• **WRITTEN INSTRUCTION**: Extract every line of the listing below that contains the string "target", matching case exactly.

Excerpts from a pointing dataset
<<<<

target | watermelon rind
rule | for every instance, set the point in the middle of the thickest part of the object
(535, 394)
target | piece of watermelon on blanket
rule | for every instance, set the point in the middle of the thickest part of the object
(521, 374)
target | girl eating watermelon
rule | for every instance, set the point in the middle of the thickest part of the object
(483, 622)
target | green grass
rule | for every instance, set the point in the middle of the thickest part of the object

>>>>
<<<<

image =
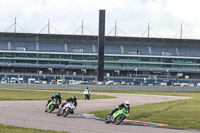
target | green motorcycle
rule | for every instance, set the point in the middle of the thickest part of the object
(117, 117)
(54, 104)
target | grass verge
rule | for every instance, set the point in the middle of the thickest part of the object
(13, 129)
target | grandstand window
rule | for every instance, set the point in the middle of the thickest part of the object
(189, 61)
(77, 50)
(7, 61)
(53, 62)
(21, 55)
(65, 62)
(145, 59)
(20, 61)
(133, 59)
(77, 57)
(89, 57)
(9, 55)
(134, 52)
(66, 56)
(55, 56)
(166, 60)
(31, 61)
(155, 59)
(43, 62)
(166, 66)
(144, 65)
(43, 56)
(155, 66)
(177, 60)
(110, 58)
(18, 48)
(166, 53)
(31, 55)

>>>>

• **FINISHED ANSWER**:
target | watermelon rind
target | piece of watermelon on blanket
target | girl eating watermelon
target | green grass
target | green motorcycle
target | grass verge
target | grandstand window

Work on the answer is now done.